Done....und die naechsten 2 Wochen jeden Tag einmal,
sind dann 15 gueltige Stimmen!


----------



## Thomas9904 (17. Mai 2017)

*AW: Helft der Jugendgruppe des ASV Schnellroda! Voten!*

Super, immer ran!


----------



## MS aus G (17. Mai 2017)

*AW: Helft der Jugendgruppe des ASV Schnellroda! Voten!*

244 ist von mir!!!

Wir haben doch noch ein paar mehr Boardies hier, oder??? Also ran und mal eben Voten!!!

Gruß Mario


----------



## Wegberger (17. Mai 2017)

*AW: Helft der Jugendgruppe des ASV Schnellroda! Voten!*

246 von mir


----------



## Jens_74 (17. Mai 2017)

*AW: Helft der Jugendgruppe des ASV Schnellroda! Voten!*

ich glaub ich bin Nummer 252 |supergri


----------



## JottU (17. Mai 2017)

*AW: Helft der Jugendgruppe des ASV Schnellroda! Voten!*

254 #h


----------



## hawkeye (17. Mai 2017)

+---+

• **GESTELLTE AUFGABE A**: Ändern Sie in der Auflistung von ihrem Anfang bis einschließlich der Zeile mit „[[13, 145]]“ jedes „this photo“ in „this image“ und geben Sie diese Zeilen sonst unverändert wieder. Die Bilder lassen Sie dabei weg.

• **Datensätze zum Zeigen auf benannte Objekte**:

+---+

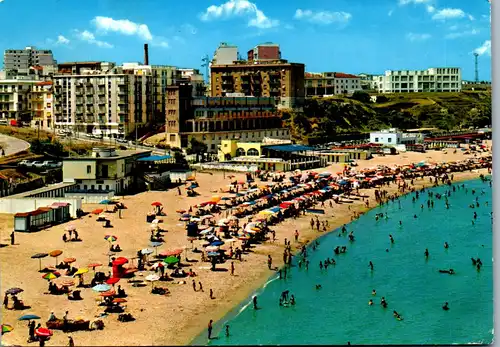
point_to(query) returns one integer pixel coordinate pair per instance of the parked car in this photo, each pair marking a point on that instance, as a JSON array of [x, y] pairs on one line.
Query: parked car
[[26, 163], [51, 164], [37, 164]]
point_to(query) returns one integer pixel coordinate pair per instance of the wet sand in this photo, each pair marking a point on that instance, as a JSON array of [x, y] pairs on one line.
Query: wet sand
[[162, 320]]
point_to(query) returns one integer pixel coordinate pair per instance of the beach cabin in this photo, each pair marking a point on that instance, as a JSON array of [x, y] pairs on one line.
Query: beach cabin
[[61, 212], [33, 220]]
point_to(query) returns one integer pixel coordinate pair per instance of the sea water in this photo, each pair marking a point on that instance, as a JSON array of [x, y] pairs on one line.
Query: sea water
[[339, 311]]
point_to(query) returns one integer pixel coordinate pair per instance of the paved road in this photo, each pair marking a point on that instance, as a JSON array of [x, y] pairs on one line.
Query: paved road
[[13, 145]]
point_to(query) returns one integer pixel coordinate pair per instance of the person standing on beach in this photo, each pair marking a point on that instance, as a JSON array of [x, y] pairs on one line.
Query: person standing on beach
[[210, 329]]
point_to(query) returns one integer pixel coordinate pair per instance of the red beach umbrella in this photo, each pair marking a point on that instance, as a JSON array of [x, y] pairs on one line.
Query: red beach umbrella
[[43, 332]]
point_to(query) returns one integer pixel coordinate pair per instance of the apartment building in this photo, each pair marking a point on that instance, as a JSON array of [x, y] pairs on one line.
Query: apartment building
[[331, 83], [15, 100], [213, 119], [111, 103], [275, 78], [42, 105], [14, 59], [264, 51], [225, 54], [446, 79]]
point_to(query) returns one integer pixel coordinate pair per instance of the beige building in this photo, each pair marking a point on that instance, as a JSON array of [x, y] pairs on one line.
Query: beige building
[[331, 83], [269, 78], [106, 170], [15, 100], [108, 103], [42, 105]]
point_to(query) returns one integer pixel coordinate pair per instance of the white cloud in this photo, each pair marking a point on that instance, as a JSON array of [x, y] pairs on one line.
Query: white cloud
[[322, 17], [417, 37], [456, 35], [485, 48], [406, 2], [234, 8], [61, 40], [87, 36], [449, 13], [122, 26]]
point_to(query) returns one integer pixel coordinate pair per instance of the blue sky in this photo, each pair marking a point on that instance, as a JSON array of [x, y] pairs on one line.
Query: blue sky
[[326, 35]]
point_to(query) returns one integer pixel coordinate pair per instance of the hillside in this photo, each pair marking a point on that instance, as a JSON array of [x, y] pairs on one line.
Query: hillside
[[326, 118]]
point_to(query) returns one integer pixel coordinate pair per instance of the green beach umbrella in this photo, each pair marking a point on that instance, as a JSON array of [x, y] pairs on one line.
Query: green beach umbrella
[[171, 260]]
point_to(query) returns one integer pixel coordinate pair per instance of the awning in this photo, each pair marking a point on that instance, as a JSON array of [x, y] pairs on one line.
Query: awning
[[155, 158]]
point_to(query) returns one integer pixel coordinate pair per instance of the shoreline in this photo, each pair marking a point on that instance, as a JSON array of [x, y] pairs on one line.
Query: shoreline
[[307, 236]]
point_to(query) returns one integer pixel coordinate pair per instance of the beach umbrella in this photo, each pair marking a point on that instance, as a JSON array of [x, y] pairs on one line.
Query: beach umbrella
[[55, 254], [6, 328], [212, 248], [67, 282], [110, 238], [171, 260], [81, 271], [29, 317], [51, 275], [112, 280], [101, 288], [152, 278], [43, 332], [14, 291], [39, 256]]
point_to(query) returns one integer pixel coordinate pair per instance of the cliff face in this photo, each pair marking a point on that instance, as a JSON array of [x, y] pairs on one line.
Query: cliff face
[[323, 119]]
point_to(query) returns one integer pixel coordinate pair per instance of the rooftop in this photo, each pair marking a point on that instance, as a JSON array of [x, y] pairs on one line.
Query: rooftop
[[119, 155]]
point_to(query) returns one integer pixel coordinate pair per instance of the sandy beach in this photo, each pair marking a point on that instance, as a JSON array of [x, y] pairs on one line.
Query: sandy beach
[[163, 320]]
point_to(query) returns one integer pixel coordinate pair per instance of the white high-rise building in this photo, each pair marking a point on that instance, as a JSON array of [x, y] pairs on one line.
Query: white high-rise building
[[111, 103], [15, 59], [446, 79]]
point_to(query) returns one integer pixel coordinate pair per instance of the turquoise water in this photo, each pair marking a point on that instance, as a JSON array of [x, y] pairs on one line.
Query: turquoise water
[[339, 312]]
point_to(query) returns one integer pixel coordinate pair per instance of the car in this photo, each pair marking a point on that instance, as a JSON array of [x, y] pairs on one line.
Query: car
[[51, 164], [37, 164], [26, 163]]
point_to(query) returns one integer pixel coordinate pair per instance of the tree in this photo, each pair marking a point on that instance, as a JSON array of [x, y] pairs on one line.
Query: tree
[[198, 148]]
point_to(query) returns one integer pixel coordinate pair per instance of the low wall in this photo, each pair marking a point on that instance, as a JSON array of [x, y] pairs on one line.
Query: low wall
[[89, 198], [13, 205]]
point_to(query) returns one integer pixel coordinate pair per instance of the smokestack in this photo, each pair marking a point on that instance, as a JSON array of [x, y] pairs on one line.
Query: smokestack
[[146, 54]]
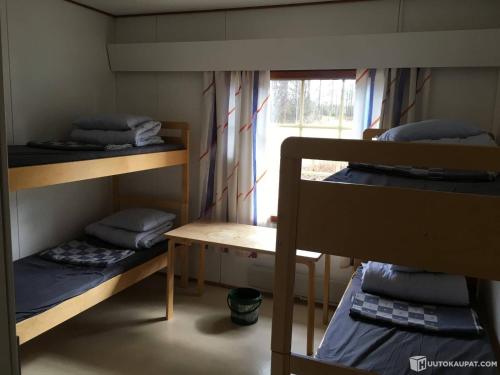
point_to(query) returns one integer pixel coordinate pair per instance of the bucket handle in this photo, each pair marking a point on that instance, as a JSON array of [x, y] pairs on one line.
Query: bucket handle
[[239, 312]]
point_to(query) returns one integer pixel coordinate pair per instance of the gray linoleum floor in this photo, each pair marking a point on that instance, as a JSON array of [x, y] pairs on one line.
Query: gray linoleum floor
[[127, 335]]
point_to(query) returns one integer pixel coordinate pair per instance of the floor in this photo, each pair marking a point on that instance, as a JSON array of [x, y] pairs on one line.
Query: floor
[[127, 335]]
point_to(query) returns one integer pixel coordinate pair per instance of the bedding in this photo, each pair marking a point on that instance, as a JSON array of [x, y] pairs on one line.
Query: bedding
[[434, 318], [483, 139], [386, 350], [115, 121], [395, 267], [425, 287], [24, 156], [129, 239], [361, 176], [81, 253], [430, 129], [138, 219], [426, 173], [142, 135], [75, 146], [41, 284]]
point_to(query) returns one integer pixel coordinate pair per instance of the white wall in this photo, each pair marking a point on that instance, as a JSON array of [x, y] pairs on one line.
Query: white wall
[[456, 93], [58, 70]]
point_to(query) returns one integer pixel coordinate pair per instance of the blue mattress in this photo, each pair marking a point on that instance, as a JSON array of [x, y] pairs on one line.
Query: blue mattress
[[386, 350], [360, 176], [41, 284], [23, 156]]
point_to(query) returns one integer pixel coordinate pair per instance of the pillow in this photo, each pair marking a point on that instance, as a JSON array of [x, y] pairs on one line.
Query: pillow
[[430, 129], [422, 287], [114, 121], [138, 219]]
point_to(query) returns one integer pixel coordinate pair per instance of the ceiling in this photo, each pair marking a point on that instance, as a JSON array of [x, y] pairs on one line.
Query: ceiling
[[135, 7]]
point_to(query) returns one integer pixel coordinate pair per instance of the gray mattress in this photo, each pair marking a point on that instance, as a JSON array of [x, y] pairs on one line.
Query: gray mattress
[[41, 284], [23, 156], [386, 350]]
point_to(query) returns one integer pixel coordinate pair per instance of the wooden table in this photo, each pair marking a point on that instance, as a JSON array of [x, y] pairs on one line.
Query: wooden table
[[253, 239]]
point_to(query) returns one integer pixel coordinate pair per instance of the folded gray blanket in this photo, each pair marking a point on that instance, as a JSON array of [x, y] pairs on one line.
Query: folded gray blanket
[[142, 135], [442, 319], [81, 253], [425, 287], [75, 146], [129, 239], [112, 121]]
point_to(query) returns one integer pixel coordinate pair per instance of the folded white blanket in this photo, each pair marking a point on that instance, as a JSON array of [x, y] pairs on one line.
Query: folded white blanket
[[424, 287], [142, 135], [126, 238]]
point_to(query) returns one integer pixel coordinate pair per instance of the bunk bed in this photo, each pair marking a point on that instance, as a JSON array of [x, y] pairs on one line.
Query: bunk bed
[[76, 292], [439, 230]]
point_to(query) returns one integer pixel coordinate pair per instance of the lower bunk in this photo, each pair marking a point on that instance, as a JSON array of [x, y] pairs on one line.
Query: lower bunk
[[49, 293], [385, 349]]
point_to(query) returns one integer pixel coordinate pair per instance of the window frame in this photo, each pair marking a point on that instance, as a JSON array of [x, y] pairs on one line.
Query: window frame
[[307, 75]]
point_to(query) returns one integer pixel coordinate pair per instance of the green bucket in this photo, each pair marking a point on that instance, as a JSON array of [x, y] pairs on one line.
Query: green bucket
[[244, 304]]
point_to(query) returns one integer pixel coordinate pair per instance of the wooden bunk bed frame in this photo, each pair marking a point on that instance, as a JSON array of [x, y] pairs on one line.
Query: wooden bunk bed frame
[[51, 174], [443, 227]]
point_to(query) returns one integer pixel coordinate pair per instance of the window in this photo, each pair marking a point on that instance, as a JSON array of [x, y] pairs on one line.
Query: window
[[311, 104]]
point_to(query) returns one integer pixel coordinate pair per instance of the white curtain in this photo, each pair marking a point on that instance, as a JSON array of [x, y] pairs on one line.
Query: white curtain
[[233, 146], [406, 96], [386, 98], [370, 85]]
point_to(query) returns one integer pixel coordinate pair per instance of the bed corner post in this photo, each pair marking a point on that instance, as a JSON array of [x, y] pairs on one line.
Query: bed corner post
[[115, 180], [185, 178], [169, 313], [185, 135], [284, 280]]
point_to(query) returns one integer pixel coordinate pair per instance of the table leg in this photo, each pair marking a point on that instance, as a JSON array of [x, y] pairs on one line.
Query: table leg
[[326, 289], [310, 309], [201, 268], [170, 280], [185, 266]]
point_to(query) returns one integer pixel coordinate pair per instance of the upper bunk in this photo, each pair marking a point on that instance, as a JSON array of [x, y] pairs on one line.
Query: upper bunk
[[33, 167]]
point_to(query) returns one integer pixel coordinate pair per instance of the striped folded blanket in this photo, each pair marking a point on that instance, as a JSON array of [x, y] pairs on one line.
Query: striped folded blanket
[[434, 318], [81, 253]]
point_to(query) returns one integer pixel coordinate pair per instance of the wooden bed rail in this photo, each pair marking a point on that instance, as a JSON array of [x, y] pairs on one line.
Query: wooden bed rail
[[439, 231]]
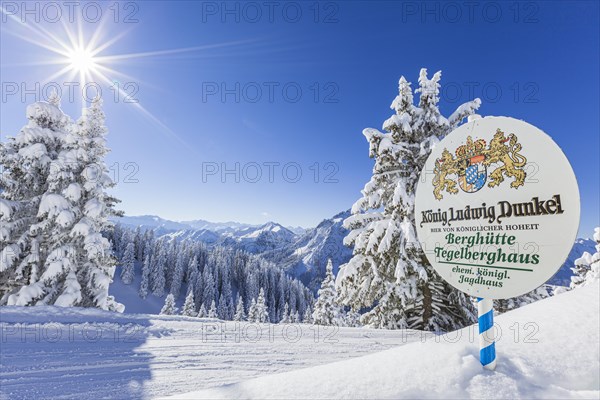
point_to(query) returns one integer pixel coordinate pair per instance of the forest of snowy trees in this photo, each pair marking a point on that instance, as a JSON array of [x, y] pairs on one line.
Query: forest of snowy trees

+---+

• **GESTELLTE AUFGABE B**: Führen Sie den Forumsthread über die Stimmabgabe für die Jugendgruppe des ASV Schnellroda dort fort, wo er aufhört.

• **ENDERGEBNIS A**:
point_to(query) returns one integer pixel coordinate pair per instance of the parked car in this image, each pair marking a point on that instance, as a JSON array of [x, y] pairs on one line.
Query: parked car
[[26, 163], [51, 164], [37, 164]]
point_to(query) returns one integer pixel coordinate pair per instance of the wet sand in this image, each pair marking a point on that instance, as a JSON array of [x, y] pairs on one line.
Query: wet sand
[[162, 320]]
point_to(query) returns one integer pixel coordinate pair per instance of the beach cabin in this image, each pair marking a point on that instance, as a JSON array of [x, y] pairs on one line.
Query: beach cabin
[[61, 212], [33, 220]]
point_to(query) returns one integer pixel coordinate pair per instance of the sea water in this image, each pair marking a point on that instance, as a JSON array of [x, y] pairs on one line.
Query: sea water
[[339, 311]]
point_to(query) returns one integer pixel coordinate pair per instance of the paved road in this image, each pair marking a point on that instance, as a JSON array of [x, y] pairs on one line.
Query: paved road
[[13, 145]]

• **ENDERGEBNIS B**:
*AW: Helft der Jugendgruppe des ASV Schnellroda! Voten!*

Erledigt!


----------



## Mot (17. Mai 2017)

*AW: Helft der Jugendgruppe des ASV Schnellroda! Voten!*

Erledigt.
Denn meine beiden gehen mit mir auch ans Wasser und freuen sich über jeden kleinen zupfer an der Stippe.


----------



## Hering 58 (17. Mai 2017)

*AW: Helft der Jugendgruppe des ASV Schnellroda! Voten!*

Natürlich erledigt für den Anglernachwuchs


----------



## elchsechseinhalb (18. Mai 2017)

*AW: Helft der Jugendgruppe des ASV Schnellroda! Voten!*

Grad nochmal gemacht. Hab Nachtschicht und Langeweile. Sind schon auf Platz 91.


----------



## Thomas9904 (18. Mai 2017)

*AW: Helft der Jugendgruppe des ASV Schnellroda! Voten!*

Bestens, wenns vorwärts geht!


----------



## wusel345 (18. Mai 2017)

*AW: Helft der Jugendgruppe des ASV Schnellroda! Voten!*

Sodele, hab heute mit all meinen Mailadressen wieder abgestimmt. #h


----------



## Thomas9904 (18. Mai 2017)

*AW: Helft der Jugendgruppe des ASV Schnellroda! Voten!*

Hab heute nochmal abgestimmt, das geht ja nach einem Tag wieder...


----------



## Thomas9904 (18. Mai 2017)

*AW: Helft der Jugendgruppe des ASV Schnellroda! Voten!*

ahhhh - noch einer hats gemerkt - überschnitten ;-)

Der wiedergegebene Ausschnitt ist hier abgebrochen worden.